** start **

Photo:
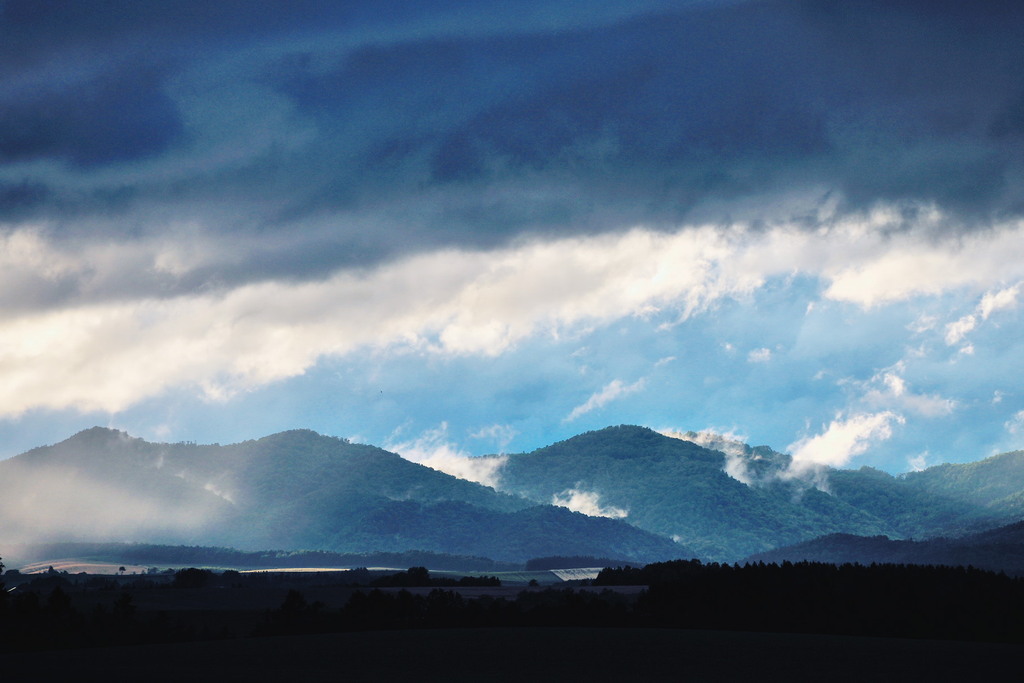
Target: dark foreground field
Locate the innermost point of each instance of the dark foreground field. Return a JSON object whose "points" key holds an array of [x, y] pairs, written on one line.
{"points": [[527, 654]]}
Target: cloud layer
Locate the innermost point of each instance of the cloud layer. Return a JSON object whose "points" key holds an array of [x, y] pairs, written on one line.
{"points": [[511, 219]]}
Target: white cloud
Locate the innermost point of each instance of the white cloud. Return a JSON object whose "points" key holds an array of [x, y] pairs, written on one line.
{"points": [[118, 328], [433, 450], [589, 503], [842, 440], [1015, 425], [611, 391], [919, 462], [501, 434], [955, 332], [759, 355], [993, 301], [731, 444], [891, 390]]}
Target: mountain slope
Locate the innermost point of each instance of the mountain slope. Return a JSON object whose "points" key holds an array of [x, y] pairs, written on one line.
{"points": [[1000, 549], [678, 488], [296, 489]]}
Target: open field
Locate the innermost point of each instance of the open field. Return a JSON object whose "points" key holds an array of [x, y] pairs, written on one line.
{"points": [[534, 654]]}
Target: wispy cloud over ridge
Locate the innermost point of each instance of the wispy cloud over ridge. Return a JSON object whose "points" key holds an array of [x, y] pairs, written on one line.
{"points": [[354, 215]]}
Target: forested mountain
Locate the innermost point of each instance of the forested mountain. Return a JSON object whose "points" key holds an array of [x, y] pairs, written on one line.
{"points": [[1000, 549], [295, 489], [681, 489], [647, 496]]}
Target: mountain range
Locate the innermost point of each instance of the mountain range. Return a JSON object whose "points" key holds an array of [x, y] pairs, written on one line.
{"points": [[295, 489], [647, 497]]}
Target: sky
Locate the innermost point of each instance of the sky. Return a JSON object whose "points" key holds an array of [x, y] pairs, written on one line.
{"points": [[457, 228]]}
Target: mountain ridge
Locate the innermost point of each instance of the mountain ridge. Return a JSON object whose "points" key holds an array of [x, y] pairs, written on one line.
{"points": [[294, 489]]}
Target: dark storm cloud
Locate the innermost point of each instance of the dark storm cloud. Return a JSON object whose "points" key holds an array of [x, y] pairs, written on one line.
{"points": [[375, 129], [117, 117]]}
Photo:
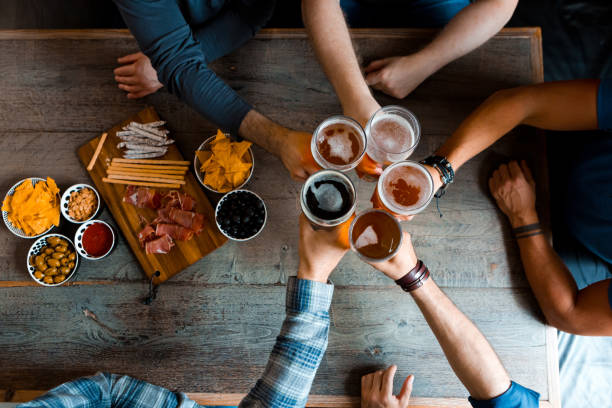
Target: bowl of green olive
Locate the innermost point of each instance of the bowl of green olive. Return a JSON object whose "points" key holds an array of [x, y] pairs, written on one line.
{"points": [[52, 260]]}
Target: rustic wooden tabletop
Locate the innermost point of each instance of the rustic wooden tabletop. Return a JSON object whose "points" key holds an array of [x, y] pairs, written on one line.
{"points": [[211, 328]]}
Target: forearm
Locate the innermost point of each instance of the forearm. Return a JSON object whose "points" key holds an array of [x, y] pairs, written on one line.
{"points": [[565, 105], [469, 29], [469, 353], [299, 348], [166, 38], [333, 47]]}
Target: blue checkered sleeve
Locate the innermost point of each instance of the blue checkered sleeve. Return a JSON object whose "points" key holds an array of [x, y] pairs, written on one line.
{"points": [[298, 350], [105, 390]]}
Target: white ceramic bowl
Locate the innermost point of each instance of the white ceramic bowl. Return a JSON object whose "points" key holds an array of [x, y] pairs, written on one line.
{"points": [[200, 175], [9, 225], [66, 199], [219, 206], [35, 249], [78, 240]]}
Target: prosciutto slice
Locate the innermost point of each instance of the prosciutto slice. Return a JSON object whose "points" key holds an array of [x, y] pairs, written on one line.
{"points": [[179, 200], [147, 234], [188, 219], [161, 245], [176, 232], [142, 197]]}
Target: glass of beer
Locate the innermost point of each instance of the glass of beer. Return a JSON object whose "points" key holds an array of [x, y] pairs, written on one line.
{"points": [[328, 199], [405, 188], [375, 235], [338, 143], [392, 134]]}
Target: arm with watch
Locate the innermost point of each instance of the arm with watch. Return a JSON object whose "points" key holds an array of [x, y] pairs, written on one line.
{"points": [[468, 352], [564, 105]]}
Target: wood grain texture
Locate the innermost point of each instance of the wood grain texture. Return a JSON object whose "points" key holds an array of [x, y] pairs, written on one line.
{"points": [[217, 338], [127, 216], [213, 325]]}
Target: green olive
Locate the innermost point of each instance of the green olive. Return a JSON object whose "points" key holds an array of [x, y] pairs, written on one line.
{"points": [[51, 272], [53, 262]]}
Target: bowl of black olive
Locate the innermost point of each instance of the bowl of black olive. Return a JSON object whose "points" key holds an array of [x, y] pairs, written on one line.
{"points": [[241, 215]]}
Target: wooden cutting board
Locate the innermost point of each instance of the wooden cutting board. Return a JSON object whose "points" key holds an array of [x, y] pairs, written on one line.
{"points": [[184, 253]]}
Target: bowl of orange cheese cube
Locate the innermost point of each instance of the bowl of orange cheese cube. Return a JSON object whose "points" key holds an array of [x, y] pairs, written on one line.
{"points": [[223, 165], [31, 208]]}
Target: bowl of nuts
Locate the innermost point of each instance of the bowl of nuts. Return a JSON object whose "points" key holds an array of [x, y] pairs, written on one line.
{"points": [[80, 203], [52, 260]]}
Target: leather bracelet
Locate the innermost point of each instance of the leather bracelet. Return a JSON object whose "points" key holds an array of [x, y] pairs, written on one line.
{"points": [[415, 278]]}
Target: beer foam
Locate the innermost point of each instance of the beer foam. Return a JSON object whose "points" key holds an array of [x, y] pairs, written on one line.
{"points": [[412, 177], [367, 237], [328, 196], [392, 133], [341, 146]]}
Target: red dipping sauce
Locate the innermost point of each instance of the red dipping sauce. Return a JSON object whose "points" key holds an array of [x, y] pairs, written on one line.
{"points": [[97, 240]]}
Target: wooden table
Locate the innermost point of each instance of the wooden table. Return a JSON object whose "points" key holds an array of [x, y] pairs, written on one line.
{"points": [[212, 327]]}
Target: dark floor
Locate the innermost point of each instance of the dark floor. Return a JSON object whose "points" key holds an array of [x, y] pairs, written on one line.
{"points": [[577, 43]]}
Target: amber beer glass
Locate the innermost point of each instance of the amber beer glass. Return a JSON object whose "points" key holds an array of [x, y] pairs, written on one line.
{"points": [[392, 135], [338, 143], [404, 188], [328, 199], [375, 235]]}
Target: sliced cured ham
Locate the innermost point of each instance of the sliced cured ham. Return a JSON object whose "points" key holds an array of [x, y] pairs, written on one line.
{"points": [[188, 219], [180, 200], [142, 197], [176, 232], [146, 234], [161, 245]]}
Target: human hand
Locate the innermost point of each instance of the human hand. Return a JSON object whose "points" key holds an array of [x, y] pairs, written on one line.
{"points": [[320, 251], [398, 76], [513, 188], [137, 76], [377, 390], [402, 263], [296, 155], [361, 110]]}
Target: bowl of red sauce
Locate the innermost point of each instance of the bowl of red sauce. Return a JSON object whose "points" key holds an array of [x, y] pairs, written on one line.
{"points": [[94, 239]]}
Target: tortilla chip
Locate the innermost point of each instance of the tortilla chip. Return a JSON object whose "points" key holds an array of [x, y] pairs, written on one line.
{"points": [[227, 164], [33, 209]]}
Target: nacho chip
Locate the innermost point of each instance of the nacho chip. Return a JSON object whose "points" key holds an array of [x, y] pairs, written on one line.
{"points": [[33, 209], [226, 165]]}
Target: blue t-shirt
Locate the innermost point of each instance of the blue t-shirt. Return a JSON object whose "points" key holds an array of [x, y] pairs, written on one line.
{"points": [[516, 396], [589, 208]]}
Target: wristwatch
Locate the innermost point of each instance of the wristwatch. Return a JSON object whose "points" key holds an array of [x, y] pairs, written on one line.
{"points": [[447, 174], [415, 278]]}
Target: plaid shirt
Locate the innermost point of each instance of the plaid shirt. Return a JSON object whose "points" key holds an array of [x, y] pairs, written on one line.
{"points": [[285, 383]]}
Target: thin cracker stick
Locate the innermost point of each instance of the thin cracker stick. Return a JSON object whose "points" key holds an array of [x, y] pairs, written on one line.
{"points": [[92, 162], [151, 161], [149, 166], [113, 169], [160, 175], [141, 183], [145, 178]]}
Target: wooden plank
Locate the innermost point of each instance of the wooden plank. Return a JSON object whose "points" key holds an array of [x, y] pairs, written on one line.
{"points": [[128, 219], [217, 338]]}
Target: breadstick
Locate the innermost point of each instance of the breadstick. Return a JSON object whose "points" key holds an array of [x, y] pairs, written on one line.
{"points": [[149, 161], [141, 183], [92, 162], [113, 169], [149, 178]]}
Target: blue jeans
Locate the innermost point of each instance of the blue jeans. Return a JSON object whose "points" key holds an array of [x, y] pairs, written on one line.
{"points": [[410, 13]]}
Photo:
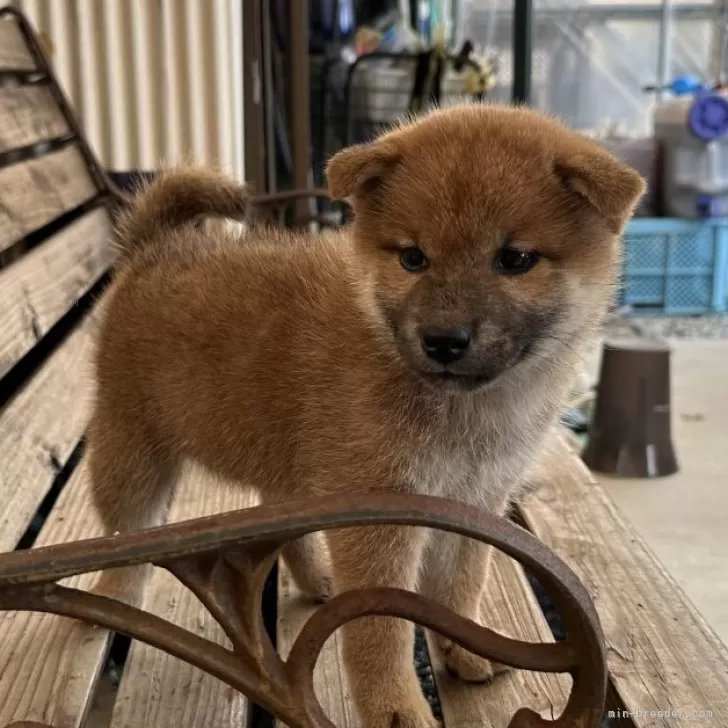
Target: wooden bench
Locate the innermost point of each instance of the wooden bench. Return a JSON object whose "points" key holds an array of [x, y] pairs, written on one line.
{"points": [[55, 254]]}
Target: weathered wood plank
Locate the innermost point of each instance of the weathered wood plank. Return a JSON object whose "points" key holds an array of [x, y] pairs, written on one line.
{"points": [[43, 285], [39, 428], [662, 655], [35, 192], [157, 689], [28, 115], [49, 665], [330, 682], [510, 608], [14, 54]]}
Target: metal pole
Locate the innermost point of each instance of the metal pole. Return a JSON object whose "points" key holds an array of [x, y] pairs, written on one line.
{"points": [[664, 59], [522, 50], [300, 101], [718, 41]]}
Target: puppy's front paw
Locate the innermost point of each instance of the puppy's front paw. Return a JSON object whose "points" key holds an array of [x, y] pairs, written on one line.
{"points": [[467, 666]]}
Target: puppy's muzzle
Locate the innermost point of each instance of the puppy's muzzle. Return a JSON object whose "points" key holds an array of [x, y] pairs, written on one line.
{"points": [[445, 345]]}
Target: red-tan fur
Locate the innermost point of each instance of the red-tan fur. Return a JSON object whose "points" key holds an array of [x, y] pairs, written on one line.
{"points": [[292, 363]]}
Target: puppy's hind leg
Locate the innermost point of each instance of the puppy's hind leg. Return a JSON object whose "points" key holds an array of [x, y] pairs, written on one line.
{"points": [[308, 559], [131, 486]]}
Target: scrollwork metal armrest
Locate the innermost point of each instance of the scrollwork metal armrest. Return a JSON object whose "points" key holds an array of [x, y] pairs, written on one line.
{"points": [[225, 559]]}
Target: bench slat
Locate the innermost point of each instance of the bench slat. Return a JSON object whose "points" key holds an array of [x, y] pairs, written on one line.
{"points": [[509, 607], [330, 682], [37, 191], [158, 689], [14, 54], [41, 287], [28, 115], [39, 428], [662, 655], [49, 665]]}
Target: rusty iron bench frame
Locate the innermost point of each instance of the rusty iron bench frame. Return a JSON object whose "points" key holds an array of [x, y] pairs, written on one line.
{"points": [[225, 560]]}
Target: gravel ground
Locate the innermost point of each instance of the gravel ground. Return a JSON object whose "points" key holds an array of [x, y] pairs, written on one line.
{"points": [[680, 327]]}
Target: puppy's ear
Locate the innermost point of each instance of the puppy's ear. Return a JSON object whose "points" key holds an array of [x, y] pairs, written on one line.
{"points": [[351, 169], [610, 186]]}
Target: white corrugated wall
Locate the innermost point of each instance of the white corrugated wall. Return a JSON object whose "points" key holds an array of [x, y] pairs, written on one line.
{"points": [[152, 81]]}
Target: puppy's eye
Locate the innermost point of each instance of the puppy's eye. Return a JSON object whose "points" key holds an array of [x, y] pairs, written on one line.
{"points": [[413, 259], [513, 262]]}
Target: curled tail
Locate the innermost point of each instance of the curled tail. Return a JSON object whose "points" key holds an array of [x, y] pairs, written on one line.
{"points": [[176, 197]]}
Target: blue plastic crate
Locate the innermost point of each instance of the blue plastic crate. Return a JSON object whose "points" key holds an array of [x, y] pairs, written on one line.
{"points": [[675, 267]]}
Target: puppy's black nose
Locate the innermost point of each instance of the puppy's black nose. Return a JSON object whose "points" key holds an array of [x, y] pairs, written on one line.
{"points": [[445, 345]]}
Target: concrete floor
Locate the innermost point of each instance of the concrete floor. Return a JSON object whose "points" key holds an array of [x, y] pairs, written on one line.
{"points": [[684, 517]]}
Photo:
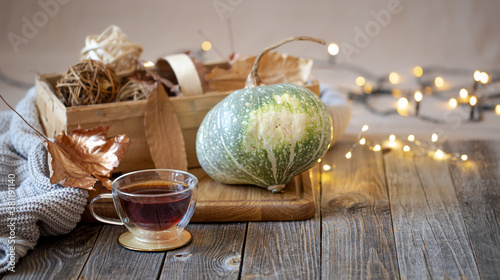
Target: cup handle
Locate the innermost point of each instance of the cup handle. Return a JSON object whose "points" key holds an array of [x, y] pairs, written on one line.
{"points": [[112, 221]]}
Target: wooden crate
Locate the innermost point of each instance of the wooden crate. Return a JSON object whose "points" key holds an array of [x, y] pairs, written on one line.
{"points": [[125, 118]]}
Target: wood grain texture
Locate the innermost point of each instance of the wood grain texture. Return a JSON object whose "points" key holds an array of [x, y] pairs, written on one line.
{"points": [[285, 250], [214, 253], [282, 250], [477, 184], [230, 203], [357, 234], [431, 238], [61, 257], [109, 260]]}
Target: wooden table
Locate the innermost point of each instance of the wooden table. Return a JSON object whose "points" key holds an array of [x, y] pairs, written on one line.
{"points": [[381, 215]]}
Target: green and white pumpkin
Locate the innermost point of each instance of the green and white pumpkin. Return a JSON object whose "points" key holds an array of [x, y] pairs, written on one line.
{"points": [[264, 135]]}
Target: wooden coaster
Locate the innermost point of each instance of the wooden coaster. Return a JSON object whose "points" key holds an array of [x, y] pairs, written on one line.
{"points": [[128, 241]]}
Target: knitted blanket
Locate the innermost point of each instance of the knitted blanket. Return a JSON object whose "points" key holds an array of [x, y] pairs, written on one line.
{"points": [[30, 205]]}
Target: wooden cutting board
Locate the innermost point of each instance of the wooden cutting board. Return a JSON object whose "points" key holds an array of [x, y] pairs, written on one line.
{"points": [[236, 203]]}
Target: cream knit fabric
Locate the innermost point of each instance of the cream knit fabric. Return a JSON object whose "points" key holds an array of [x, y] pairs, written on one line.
{"points": [[29, 204]]}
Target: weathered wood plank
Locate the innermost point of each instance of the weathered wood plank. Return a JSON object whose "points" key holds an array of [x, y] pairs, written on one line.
{"points": [[477, 183], [429, 229], [284, 250], [214, 253], [61, 257], [109, 260], [357, 235]]}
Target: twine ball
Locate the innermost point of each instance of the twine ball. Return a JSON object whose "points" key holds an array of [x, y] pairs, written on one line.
{"points": [[86, 83], [113, 48]]}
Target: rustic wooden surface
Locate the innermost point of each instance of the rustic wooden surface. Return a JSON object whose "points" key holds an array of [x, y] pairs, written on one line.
{"points": [[380, 215]]}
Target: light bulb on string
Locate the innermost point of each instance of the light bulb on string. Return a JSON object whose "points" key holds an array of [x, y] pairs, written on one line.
{"points": [[477, 75], [439, 155], [434, 137], [394, 78], [368, 88], [439, 82], [464, 93], [418, 97], [453, 103], [348, 155], [484, 78], [418, 71]]}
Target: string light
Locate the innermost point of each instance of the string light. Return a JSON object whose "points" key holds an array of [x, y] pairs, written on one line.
{"points": [[368, 88], [418, 96], [453, 103], [403, 103], [434, 137], [418, 71], [360, 81], [439, 154], [394, 78], [464, 93], [477, 75], [473, 101], [333, 49], [206, 46], [418, 146], [484, 78]]}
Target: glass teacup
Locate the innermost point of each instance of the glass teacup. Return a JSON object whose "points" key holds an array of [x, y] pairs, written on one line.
{"points": [[155, 205]]}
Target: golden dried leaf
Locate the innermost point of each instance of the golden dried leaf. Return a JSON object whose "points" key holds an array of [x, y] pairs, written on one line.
{"points": [[85, 156], [163, 132], [274, 68]]}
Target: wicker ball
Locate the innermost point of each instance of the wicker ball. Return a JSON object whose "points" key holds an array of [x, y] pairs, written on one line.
{"points": [[87, 82], [113, 48]]}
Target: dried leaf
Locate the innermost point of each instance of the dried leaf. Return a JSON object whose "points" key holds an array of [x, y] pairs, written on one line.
{"points": [[85, 156], [163, 132], [274, 68]]}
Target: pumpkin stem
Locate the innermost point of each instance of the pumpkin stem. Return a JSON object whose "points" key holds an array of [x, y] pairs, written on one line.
{"points": [[253, 78]]}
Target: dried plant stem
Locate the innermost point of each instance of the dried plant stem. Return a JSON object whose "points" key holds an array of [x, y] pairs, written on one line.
{"points": [[36, 131], [253, 78]]}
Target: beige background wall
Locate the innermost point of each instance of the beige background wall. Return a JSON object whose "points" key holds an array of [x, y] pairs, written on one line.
{"points": [[449, 33]]}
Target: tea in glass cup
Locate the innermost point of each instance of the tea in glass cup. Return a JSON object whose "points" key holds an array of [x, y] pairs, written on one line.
{"points": [[155, 205]]}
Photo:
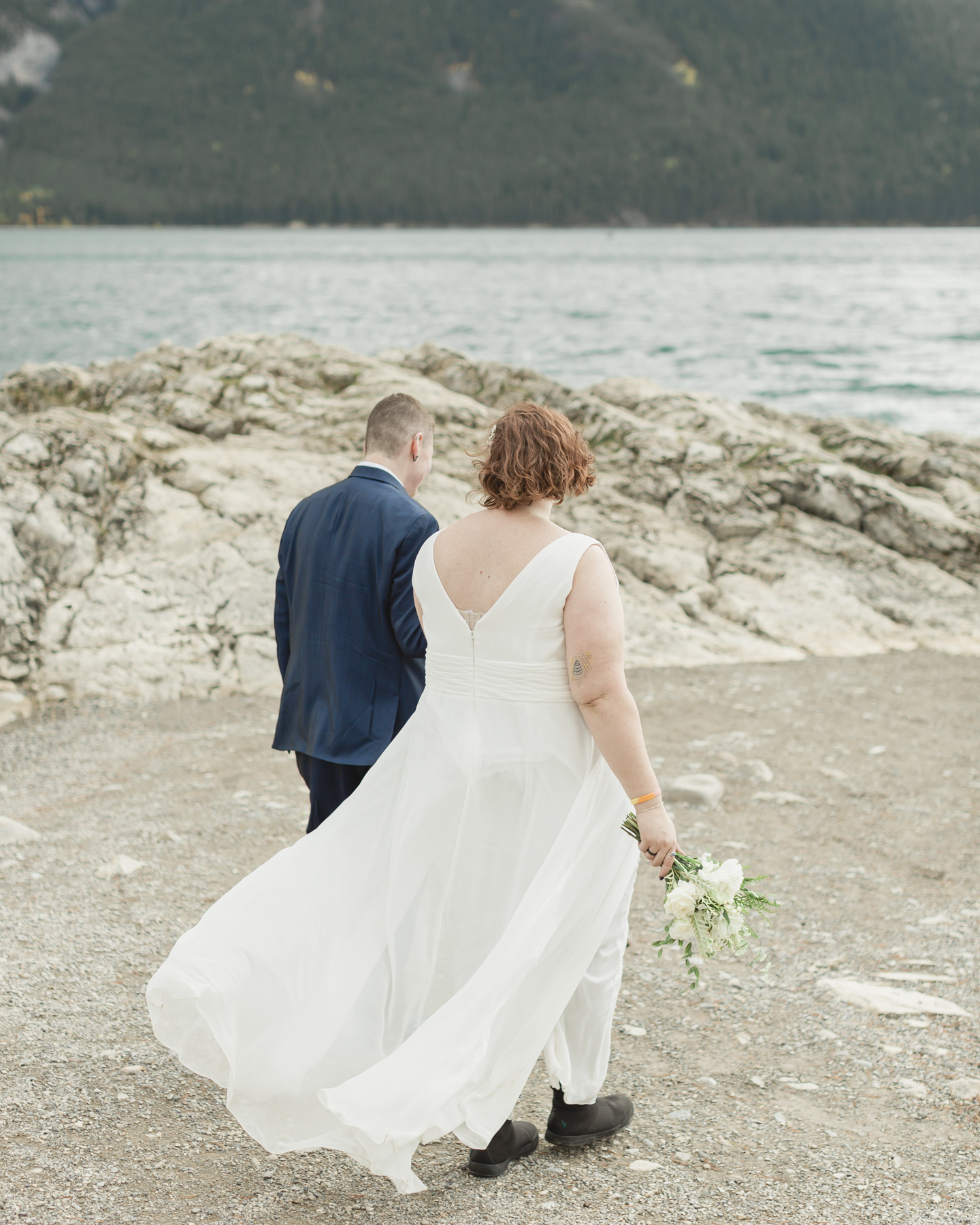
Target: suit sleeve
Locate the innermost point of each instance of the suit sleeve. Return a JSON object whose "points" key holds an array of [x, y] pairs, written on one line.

** end **

* _Exercise brief_: Print the part of the items that opens with the line containing "Target: wicker ball" and closes with the last line of the items, leaving out the pictures.

* _Task response_:
Target: wicker ball
Locate the innermost point of each instance of the wicker ball. Return a JSON object whose "points" key holds an array of [x, y] pairs, written on one line.
{"points": [[87, 82], [113, 48]]}
Target: dried leaf
Locate the innermost point of each instance of the dried leaf. Return a JSON object whose "points" key holds an array of [x, y] pairs, written on one line.
{"points": [[85, 156], [163, 132], [274, 68]]}
Target: pumpkin stem
Locate the innermost point of each instance of the pumpkin stem. Return a JSON object whose "points" key holds an array of [x, y] pairs, written on one line.
{"points": [[253, 78]]}
Target: dried plant stem
Locate the innermost point of each instance of the dried plant stem. Return a JSON object whose "points" key holds an array of [x, y] pairs, written on one line.
{"points": [[36, 131], [253, 78]]}
Target: beige background wall
Locate the innermost point of each instance of the beige background wall. Return a JSON object whose "points" key holds an array of [x, y] pairs, written on one line.
{"points": [[449, 33]]}
Target: tea in glass cup
Locate the innermost point of each instance of the tea in glass cup. Return a JSON object whose "points" key holds an array of [x, y] pairs, written on one line.
{"points": [[155, 205]]}
Photo:
Target: suit sleeve
Locate the innermost point of each instance of the suit sleeve. Return a JSON object whose "points" key holds an array of [x, y] pairs, written on one line.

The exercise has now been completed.